### Task objective:
Nothing but the lines from the one containing "of the framed" through the end of the entries should be set down, each exactly as written.

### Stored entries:
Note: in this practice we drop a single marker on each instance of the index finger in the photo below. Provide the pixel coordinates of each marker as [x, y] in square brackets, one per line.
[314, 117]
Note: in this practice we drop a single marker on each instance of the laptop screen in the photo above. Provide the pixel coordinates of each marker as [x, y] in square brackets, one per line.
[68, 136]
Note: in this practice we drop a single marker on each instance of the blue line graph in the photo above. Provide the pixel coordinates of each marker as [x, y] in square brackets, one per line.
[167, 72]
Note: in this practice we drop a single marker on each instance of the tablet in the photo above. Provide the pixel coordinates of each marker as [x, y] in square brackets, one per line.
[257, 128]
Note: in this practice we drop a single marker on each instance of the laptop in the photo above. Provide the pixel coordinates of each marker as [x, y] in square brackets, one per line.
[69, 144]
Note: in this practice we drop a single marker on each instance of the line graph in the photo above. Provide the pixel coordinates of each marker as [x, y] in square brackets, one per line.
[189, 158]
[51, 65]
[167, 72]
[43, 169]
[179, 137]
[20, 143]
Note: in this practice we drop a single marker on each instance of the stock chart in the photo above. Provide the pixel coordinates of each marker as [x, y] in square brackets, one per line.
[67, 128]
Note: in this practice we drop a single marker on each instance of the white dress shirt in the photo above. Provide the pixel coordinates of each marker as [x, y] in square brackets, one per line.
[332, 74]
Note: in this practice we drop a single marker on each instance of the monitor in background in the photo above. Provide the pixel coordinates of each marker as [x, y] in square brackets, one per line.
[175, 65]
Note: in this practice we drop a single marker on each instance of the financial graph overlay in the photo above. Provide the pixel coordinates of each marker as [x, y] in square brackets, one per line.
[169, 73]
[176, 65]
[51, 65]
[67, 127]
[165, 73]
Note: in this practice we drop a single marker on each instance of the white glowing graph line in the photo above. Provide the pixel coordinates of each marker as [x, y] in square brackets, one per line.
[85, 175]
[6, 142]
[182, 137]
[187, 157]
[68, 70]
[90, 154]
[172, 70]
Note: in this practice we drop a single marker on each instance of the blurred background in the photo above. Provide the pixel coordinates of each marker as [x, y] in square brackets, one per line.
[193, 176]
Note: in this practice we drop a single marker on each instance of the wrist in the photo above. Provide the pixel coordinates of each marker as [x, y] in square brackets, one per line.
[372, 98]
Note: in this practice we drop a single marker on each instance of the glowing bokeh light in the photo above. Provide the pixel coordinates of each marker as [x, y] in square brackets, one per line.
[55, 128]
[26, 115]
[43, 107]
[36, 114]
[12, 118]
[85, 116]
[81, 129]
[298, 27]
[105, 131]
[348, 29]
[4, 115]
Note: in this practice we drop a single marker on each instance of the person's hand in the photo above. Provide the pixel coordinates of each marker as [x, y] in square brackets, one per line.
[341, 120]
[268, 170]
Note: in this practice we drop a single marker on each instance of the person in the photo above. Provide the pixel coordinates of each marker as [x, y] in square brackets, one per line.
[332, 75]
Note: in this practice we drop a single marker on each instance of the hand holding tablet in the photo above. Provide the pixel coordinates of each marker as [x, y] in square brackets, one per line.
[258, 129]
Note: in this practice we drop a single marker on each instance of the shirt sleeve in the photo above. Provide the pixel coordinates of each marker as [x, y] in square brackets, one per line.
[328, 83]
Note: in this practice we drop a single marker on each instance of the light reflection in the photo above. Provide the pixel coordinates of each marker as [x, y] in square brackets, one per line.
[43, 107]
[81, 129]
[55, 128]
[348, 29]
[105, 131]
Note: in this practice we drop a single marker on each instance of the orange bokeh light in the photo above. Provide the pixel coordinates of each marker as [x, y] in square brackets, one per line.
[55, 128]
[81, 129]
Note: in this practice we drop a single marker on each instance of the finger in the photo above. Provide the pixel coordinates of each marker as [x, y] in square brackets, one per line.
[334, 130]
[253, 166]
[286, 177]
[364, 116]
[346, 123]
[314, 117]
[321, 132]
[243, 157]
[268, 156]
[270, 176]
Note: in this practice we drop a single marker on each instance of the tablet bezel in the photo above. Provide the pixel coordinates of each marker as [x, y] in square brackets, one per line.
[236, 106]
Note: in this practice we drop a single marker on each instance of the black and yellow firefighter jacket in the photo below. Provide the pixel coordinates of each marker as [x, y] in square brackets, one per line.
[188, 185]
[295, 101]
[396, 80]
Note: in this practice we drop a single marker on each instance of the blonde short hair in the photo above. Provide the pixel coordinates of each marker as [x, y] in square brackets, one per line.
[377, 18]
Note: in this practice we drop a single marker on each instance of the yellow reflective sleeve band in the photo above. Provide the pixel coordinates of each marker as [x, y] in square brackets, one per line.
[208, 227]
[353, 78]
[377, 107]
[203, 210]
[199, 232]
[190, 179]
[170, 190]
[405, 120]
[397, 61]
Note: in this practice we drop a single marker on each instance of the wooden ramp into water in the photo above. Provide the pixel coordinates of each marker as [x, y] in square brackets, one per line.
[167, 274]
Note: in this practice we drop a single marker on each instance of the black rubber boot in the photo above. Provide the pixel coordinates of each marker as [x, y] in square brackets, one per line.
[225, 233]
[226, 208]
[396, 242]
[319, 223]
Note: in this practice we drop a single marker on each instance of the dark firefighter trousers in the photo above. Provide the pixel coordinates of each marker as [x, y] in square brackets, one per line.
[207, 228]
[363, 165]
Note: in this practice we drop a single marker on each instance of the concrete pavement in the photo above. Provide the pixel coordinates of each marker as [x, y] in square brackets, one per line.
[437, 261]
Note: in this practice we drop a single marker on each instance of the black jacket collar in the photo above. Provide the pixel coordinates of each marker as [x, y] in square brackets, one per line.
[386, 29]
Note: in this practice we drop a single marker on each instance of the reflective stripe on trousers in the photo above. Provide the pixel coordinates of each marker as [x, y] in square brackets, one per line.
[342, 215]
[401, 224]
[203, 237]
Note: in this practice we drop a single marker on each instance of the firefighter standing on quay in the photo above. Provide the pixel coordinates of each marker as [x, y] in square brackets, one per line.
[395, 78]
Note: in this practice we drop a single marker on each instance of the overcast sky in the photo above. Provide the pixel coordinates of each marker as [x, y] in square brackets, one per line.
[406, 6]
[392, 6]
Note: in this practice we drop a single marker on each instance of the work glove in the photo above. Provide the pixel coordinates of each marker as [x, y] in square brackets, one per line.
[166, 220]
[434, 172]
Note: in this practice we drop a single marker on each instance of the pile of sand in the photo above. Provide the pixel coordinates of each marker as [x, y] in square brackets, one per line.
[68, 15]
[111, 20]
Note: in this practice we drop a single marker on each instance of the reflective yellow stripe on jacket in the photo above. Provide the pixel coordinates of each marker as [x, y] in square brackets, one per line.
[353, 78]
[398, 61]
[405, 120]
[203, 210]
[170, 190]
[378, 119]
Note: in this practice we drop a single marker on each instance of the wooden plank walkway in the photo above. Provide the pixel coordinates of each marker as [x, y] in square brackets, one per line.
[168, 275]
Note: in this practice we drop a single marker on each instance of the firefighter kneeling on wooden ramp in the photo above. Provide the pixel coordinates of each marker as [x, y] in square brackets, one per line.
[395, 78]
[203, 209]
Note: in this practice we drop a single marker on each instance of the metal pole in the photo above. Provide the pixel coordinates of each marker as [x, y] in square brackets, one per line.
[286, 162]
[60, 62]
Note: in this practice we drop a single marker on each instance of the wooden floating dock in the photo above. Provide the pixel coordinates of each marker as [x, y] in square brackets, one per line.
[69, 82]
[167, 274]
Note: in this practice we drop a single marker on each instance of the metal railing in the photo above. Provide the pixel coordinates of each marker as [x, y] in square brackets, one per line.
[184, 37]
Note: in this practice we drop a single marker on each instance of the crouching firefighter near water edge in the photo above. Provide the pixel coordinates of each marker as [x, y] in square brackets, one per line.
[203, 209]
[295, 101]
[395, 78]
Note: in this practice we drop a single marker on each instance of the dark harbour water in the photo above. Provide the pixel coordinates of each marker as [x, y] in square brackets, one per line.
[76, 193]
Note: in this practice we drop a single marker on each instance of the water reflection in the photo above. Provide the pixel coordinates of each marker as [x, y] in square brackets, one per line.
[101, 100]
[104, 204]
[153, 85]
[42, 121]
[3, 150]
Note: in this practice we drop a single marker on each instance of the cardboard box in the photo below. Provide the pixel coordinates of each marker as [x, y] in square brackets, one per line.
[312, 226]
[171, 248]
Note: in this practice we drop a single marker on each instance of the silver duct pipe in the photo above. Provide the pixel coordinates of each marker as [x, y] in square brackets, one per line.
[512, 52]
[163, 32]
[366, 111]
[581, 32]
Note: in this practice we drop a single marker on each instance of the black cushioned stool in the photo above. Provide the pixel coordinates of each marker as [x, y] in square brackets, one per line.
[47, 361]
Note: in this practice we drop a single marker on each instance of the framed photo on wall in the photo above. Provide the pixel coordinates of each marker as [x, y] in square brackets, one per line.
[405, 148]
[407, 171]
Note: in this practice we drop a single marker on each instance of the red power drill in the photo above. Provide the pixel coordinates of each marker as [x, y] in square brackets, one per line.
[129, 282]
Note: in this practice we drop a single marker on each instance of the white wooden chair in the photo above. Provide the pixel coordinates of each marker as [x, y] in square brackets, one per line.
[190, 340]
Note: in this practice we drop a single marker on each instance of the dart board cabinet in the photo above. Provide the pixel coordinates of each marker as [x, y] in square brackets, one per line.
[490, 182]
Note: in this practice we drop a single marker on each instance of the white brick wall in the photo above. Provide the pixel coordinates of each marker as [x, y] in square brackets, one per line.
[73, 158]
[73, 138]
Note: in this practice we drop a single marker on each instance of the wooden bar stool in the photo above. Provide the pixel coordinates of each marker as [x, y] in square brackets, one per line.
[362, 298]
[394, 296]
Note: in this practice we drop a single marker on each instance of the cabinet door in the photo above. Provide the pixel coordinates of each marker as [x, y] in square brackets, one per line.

### Response for this exercise:
Note: in this practice we drop a single marker on each instance of the framed photo on wall in the photo above. Provide the pixel coordinates of each marker as [x, y] in square brackets, one per line.
[405, 148]
[407, 171]
Note: in this practice we drop a single marker on each instance of the red power drill in the photo above. Provide the pixel coordinates of each marker as [x, y] in square brackets, one per line.
[129, 282]
Note: in this practice we drop a single marker on each instance of the white wooden chair in the photo above. Provide the pixel coordinates of each marker as [x, y] in square brackets, one per line.
[190, 340]
Note: in this practice we drop a single marker on each instance of the dart board cabinet in the photo above. Provide the pixel coordinates of each marker as [x, y] in square brackets, one per line.
[490, 182]
Note: in this practice we drop a single marker on each instance of the white brick wall in the photo above. Provide the pixel coordinates of each marker as [x, y] in square brackets, one per line.
[73, 158]
[73, 138]
Note: in this practice we drop a single marker on each instance of the wooden bar stool in the photo above. Provide the pixel coordinates of each marker as [x, y] in square brackets, one per line.
[362, 298]
[394, 296]
Note: in this practice we drop a single marker on each instance of the cabinet door in the photo above. Provide the pixel coordinates of each marker as [x, y] in square brackets, one per line.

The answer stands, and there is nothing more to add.